DIRECTIONS:
The output is to match the entries below character for character.

Collection entries:

::::

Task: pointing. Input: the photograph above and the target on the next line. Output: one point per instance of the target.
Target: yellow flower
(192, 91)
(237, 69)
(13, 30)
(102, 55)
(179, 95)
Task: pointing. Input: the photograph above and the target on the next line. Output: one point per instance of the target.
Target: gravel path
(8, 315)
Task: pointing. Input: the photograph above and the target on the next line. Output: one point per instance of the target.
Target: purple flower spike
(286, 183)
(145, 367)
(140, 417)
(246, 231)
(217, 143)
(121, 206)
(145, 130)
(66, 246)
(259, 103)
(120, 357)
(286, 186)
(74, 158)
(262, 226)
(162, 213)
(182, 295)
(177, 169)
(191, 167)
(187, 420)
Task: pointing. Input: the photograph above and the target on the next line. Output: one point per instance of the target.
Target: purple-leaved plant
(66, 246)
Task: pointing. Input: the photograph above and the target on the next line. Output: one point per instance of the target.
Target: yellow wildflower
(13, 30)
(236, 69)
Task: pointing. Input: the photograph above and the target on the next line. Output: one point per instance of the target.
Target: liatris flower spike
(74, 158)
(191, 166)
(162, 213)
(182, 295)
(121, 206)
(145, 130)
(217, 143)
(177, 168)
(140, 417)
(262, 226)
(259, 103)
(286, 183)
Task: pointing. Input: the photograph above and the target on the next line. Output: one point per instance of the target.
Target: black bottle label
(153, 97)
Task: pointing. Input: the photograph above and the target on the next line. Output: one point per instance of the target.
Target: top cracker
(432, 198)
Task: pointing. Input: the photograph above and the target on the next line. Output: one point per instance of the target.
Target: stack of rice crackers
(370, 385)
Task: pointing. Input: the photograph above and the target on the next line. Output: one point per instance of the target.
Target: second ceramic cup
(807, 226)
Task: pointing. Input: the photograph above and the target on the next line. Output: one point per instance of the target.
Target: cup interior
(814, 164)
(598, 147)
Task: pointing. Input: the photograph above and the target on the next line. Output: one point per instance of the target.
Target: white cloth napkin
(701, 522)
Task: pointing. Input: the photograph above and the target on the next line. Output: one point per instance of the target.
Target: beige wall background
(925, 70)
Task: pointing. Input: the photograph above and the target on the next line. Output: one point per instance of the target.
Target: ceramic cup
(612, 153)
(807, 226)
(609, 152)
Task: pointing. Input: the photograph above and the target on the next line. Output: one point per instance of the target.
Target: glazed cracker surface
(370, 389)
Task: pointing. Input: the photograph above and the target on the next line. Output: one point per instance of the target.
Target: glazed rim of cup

::::

YOUR SOLUTION:
Task: pointing. Input: the photograph above and the target on the next line. Output: one point per instance of the target.
Target: yellow flower
(192, 91)
(237, 69)
(13, 30)
(102, 55)
(179, 95)
Task: pointing. Input: the photograph above and the target on the next line. Output: one point per instance of the target.
Target: gravel path
(8, 315)
Task: pointing. Input: the photograph above and the target on the next line. Output: one point per instance of the target.
Target: purple flower spike
(286, 183)
(145, 367)
(140, 417)
(246, 231)
(217, 143)
(121, 206)
(145, 130)
(66, 246)
(259, 103)
(120, 357)
(286, 186)
(74, 158)
(262, 226)
(162, 213)
(182, 295)
(177, 169)
(191, 167)
(187, 420)
Task: pointing. Input: the photograph above and the target on the next line. Output: one point per instance of the target.
Target: purple-leaved plant
(66, 246)
Task: pointing. Input: the photograph above and the target on the next line. Output: one point per instance of the target.
Target: yellow wildflower
(13, 30)
(236, 69)
Task: pointing. Input: the photograph above and the target on the next line. Output: one point per instance of the target.
Target: liatris flower spike
(74, 158)
(191, 166)
(162, 213)
(182, 295)
(121, 206)
(145, 130)
(217, 143)
(177, 168)
(140, 417)
(262, 226)
(259, 103)
(286, 183)
Task: pointing. Input: the photograph above and the target on the next line. Output: one point per instance of the target.
Target: black bottle label
(153, 97)
Task: pointing. Input: the photograph above and the target on the next line. Output: one point per instance of the target.
Target: top cracker
(432, 198)
Task: pointing. Input: the photograph above and the target on the next line. Output: one point per instance of the target.
Target: stack of rice crackers
(370, 385)
Task: pointing. Input: the photograph above and the target on the next line. Output: one point per instance of the target.
Target: second ceramic cup
(807, 226)
Task: pointing. Input: the photograph above and the target on the next line. Output: one point per instance of the target.
Target: cup interior
(814, 164)
(598, 147)
Task: pointing. Input: the photograph above and the target on the next line. Output: one point per instance of the target.
Target: white cloth napkin
(701, 522)
Task: pointing. Input: the photograph above and the target on the next line. Output: one point per instance of the target.
Target: beige wall background
(925, 70)
Task: pointing. Input: the photograph above and the target on the next line. Output: one point per instance of the target.
Target: ceramic cup
(612, 153)
(807, 226)
(609, 152)
Task: pointing. Input: the photograph above and the target on the next line. Output: one point per instance of the target.
Target: glazed cracker surface
(370, 389)
Task: pointing. Input: the photograph above and the target on the next line. Output: one point per instance of the target.
Target: glazed rim of cup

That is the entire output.